- How to complete this task -
Reproduce the listing exactly, keeping every word as it is.

- Records provided -
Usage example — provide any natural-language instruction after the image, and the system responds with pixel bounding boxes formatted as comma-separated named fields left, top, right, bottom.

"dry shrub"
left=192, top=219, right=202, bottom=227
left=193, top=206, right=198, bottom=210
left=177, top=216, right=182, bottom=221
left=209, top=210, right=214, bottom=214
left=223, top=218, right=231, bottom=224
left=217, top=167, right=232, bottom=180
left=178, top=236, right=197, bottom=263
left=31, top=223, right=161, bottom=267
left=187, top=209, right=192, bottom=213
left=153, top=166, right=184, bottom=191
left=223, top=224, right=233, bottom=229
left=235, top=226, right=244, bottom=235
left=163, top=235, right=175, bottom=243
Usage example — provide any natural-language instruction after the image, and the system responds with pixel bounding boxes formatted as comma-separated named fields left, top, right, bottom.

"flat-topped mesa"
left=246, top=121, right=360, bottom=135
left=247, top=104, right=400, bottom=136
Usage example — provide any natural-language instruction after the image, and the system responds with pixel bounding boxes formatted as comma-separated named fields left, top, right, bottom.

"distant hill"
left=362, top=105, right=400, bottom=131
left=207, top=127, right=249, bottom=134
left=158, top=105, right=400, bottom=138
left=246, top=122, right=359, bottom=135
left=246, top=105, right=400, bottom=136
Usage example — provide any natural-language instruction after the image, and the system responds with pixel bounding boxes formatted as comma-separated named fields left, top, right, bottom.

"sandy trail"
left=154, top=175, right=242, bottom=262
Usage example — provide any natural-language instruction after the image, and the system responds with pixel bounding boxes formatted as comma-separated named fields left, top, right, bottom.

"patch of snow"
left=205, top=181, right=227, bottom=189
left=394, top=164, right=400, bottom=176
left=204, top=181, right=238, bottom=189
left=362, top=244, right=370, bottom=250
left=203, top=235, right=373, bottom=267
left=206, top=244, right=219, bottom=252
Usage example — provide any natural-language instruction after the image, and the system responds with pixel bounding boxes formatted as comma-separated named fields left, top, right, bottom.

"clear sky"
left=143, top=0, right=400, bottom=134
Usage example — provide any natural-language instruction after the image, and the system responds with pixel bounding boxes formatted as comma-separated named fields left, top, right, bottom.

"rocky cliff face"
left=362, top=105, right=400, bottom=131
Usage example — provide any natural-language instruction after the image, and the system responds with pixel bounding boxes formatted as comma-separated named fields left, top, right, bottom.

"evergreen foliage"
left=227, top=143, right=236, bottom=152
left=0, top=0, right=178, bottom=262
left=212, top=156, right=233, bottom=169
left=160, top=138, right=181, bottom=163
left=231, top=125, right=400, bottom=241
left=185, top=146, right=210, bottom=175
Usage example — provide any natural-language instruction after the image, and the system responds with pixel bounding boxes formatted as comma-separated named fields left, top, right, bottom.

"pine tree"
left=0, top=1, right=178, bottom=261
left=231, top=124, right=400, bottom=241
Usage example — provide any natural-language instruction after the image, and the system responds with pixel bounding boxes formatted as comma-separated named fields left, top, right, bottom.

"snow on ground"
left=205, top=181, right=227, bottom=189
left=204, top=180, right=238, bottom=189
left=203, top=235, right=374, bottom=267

- Output of the task -
Usage example — provide any natural-language instruction after the image, and the system responds with pixel bounding boxes formatted as comma-separated named fields left, top, right, bottom.

"dry shrub"
left=192, top=219, right=202, bottom=227
left=193, top=206, right=198, bottom=210
left=177, top=216, right=182, bottom=221
left=209, top=210, right=214, bottom=214
left=223, top=218, right=231, bottom=224
left=217, top=167, right=232, bottom=180
left=178, top=236, right=197, bottom=263
left=31, top=223, right=161, bottom=267
left=187, top=209, right=192, bottom=213
left=153, top=166, right=184, bottom=191
left=223, top=224, right=233, bottom=229
left=235, top=226, right=244, bottom=235
left=163, top=235, right=175, bottom=243
Usage example — provide any natural-language instruction after the image, and the system responds with pixel bounding boxes formatted as comma-separated named fields left, top, right, bottom.

"flat-topped mesa"
left=246, top=121, right=360, bottom=135
left=247, top=104, right=400, bottom=136
Usage example — provide any natural-language instruction after the image, and the system responds with pixel bounding boxes formatted as comma-separated named fields left, top, right, bottom.

"distant hill"
left=362, top=105, right=400, bottom=131
left=207, top=127, right=249, bottom=134
left=158, top=105, right=400, bottom=138
left=246, top=122, right=359, bottom=135
left=246, top=105, right=400, bottom=136
Usage example — provide any natural-language instruction after the image, and the system responds with pixel bounding boxes formatted as comma-separated named fields left, top, right, bottom.

"sandy trail"
left=154, top=175, right=242, bottom=262
Usage example — provide any natural-language instruction after the image, and the system responds with pixel bounding boxes formatted as comma-separated named fields left, top, right, bottom.

"patch of snow"
left=205, top=181, right=227, bottom=189
left=394, top=164, right=400, bottom=176
left=204, top=181, right=238, bottom=189
left=362, top=244, right=370, bottom=250
left=203, top=235, right=373, bottom=267
left=206, top=244, right=219, bottom=252
Usage example — provide any natural-language instruction after the image, and the system responds with pixel bounding boxes formatted as comma-separated named fields left, top, right, bottom.

"clear sky"
left=143, top=0, right=400, bottom=134
Usage example — provide any natural-language instruction after the image, and the system responds with pixel bounding boxes formatted as comma-separated named fields left, top, right, bottom.

"rocky cliff face"
left=362, top=105, right=400, bottom=131
Usage example — provide any natural-language instruction after the image, and the system responds with pixel bounding boxes formatted as comma-separated named fields left, top, right, bottom.

"evergreen foliage"
left=227, top=143, right=236, bottom=152
left=0, top=0, right=178, bottom=262
left=212, top=156, right=233, bottom=169
left=160, top=138, right=181, bottom=163
left=231, top=125, right=400, bottom=241
left=185, top=146, right=210, bottom=175
Usage example — provide any natural-language instruction after the image, and the system responds with pixel bounding boxes formatted as comma-separated named fields left, top, right, bottom.

"pine tree"
left=0, top=1, right=178, bottom=261
left=231, top=124, right=400, bottom=241
Usage example — provide any natural-language instruction after the image, and the system responds with pixel bounding boxes formatted as comma-separated named fields left, top, right, bottom.

"snow on ground"
left=205, top=181, right=227, bottom=189
left=204, top=180, right=238, bottom=189
left=203, top=235, right=374, bottom=267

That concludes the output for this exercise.